◆ What is being asked:
For each line below that includes the word "image", make a copy.

[Source records]
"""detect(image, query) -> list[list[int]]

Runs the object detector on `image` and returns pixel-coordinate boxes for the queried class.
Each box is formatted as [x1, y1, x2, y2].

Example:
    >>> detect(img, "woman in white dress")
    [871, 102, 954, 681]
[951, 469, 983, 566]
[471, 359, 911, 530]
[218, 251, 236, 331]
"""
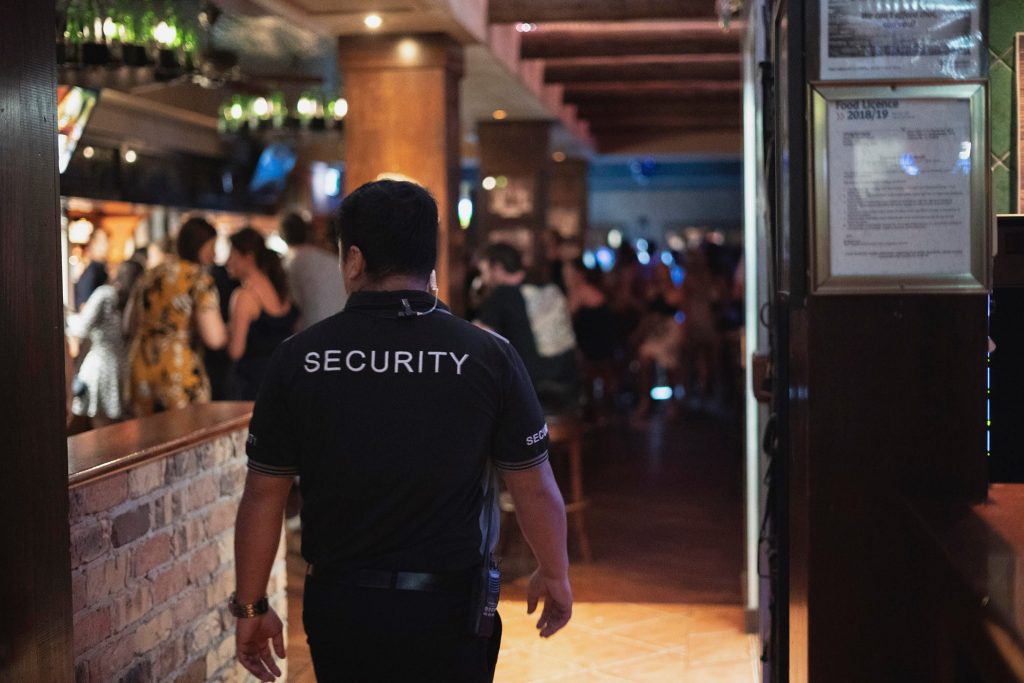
[67, 261, 143, 427]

◆ Answer to this task:
"""detect(image, query) -> list[list[int]]
Runs the object detector on `image` and returns pixel-coordinate boxes for the queried class.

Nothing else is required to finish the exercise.